**PERMINTAAN A**
Tentukan apakah setiap pernyataan berikut sesuai dengan artikel tentang Muhammad Abduh. Jawab ya atau tidak dan sertakan kutipan persis dari artikel yang menentukan jawabannya. (i) Orang-orang yang mengikuti kegiatan ilmiah dan kuliah Abduh mendapati bahwa tuduhan terhadapnya tidak terbukti. (ii) Artikel menyebut usaha pembaharuan pendidikan Abduh di Al-Azhar boleh dibilang berhasil. (iii) Pengaruh pemikiran Abduh berhenti setelah ia wafat.
**PERMINTAAN B**
Salin seluruh bagian artikel tentang Muhammad Abduh, mulai dari "Tuduhan kafir yang" terus ke bawah hingga "setia Muhammad Abduh.".

**ARTIKEL**
Tuduhan kafir yang dilakukan para ulama yang diserahkan kepadanya, membuat banyak orang lebih tertarik lagi untuk mengetahui pemikiran-pemikiran Abduh yang sebenarnya. Untuk membuktikan tuduhan itu, mereka mengikuti berbagai kegiatan ilmiah dan kuliah yang diadakan Abduh. Dari pengamatan dan pendengaran mereka, ternyata apa yang dituduhkan kepadanya tidak terbukti kebenarannya. Setelah mereka mengatahui perihal yang sebenarnya, mereka malah menjadi pengikut setia Muhammad Abduh.
Tantangan yang dihadapi Muhammad Abduh tidak membuatnya surut untuk melangkah terus untuk menjelaskan pemikiran-pemikiran pembaharuannya. Salah satu usaha pembaharuan yang telah dilakukannya adalah pembaharuan dalam bidang pendidikan di Al-Azhar. Meskipun usahanya boleh dibilang gagal, tetapi Abduh telah berhasil memasukkan beberapa ilmu pengetahuan umum ke dalam kurikulum Al-Azhar, seperti lmu bumi, ilmu ukur, ilmu matematika dan Aljabar. Karena itu, pemikiran Muhammad Abduh besar pengaruhnya di kalangan pemuda, meskipun Abduh telah wafat pengaruh yang ditinggalkannya pada generasi kemudian menggerakkan Al-Azhar untuk menata kembali metode pengajaran dan kurikulumnya.

**INFORMASI YANG DIBERIKAN**
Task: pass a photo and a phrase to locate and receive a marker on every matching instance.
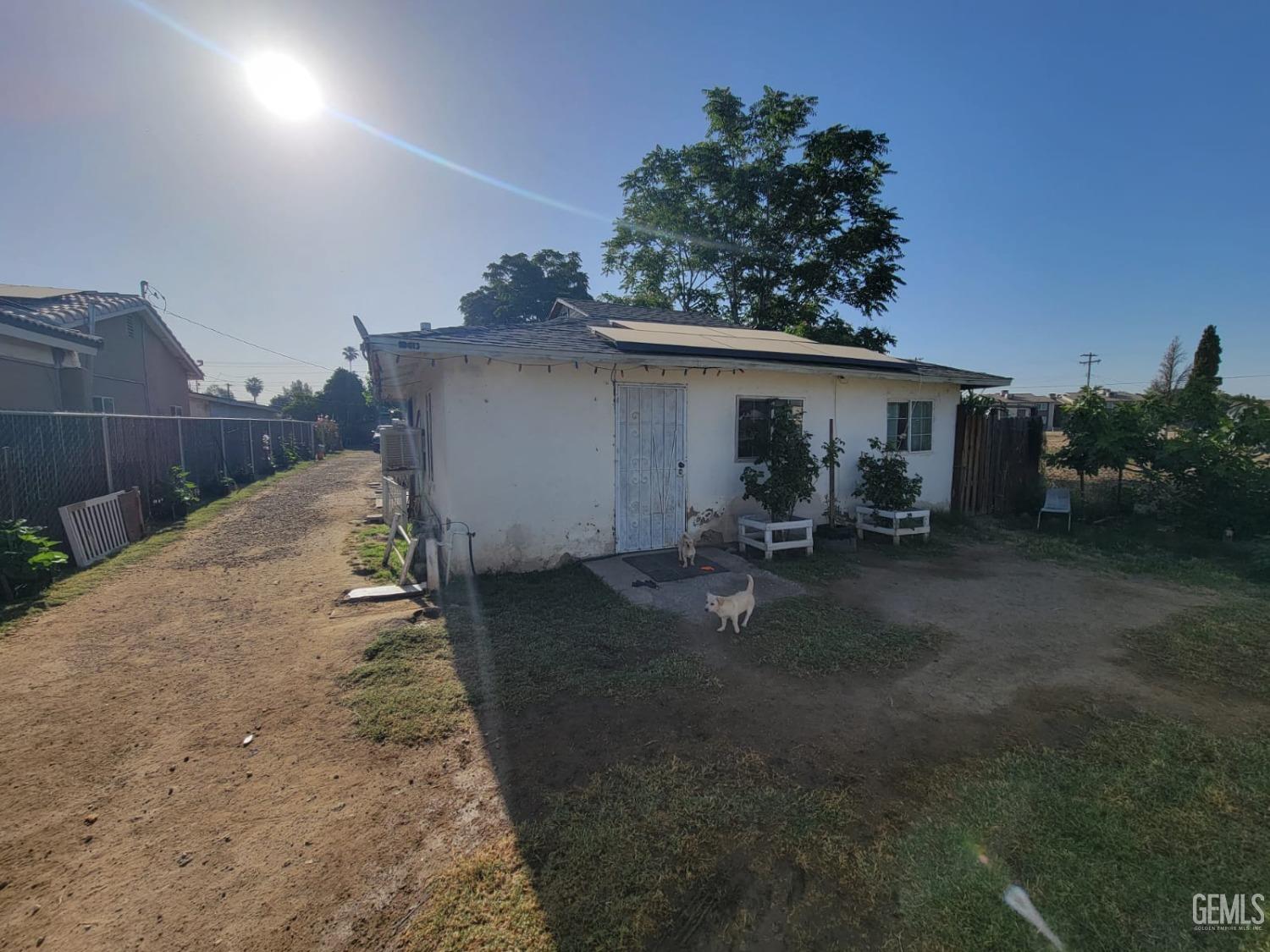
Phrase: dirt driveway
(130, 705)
---
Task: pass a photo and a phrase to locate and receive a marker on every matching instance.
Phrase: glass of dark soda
==
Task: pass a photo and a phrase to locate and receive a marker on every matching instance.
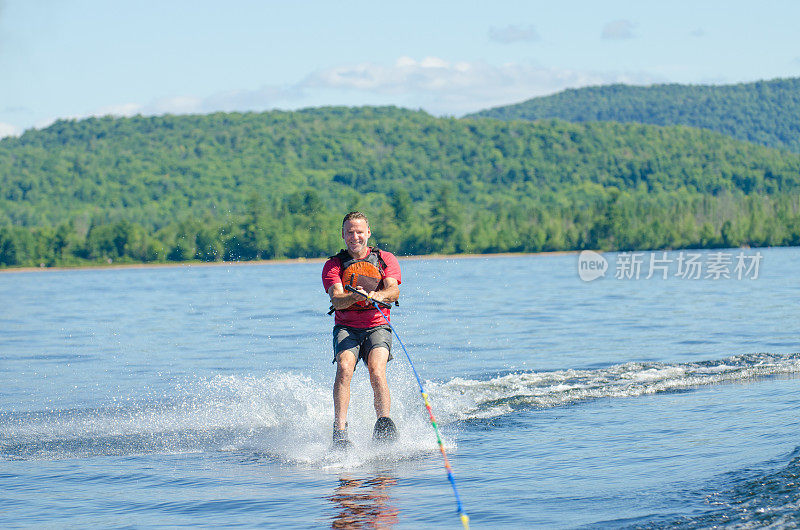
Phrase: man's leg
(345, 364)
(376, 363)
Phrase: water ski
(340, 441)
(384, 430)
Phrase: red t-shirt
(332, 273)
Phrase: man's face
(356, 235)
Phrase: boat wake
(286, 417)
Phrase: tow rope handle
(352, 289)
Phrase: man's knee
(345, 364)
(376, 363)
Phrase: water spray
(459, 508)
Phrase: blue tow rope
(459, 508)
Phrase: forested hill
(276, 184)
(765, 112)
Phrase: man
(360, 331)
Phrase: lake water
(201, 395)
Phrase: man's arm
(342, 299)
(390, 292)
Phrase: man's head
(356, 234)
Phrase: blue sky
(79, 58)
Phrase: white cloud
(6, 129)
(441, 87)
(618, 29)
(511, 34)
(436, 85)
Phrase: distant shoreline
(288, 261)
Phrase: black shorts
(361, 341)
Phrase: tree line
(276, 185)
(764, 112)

**JAWABAN TERTULIS A**
(i) Ya: "ternyata apa yang dituduhkan kepadanya tidak terbukti kebenarannya".
(ii) Tidak: "Meskipun usahanya boleh dibilang gagal".
(iii) Tidak: "meskipun Abduh telah wafat pengaruh yang ditinggalkannya pada generasi kemudian menggerakkan Al-Azhar untuk menata kembali metode pengajaran dan kurikulumnya".

**JAWABAN TERTULIS B**
Tuduhan kafir yang dilakukan para ulama yang diserahkan kepadanya, membuat banyak orang lebih tertarik lagi untuk mengetahui pemikiran-pemikiran Abduh yang sebenarnya. Untuk membuktikan tuduhan itu, mereka mengikuti berbagai kegiatan ilmiah dan kuliah yang diadakan Abduh. Dari pengamatan dan pendengaran mereka, ternyata apa yang dituduhkan kepadanya tidak terbukti kebenarannya. Setelah mereka mengatahui perihal yang sebenarnya, mereka malah menjadi pengikut setia Muhammad Abduh.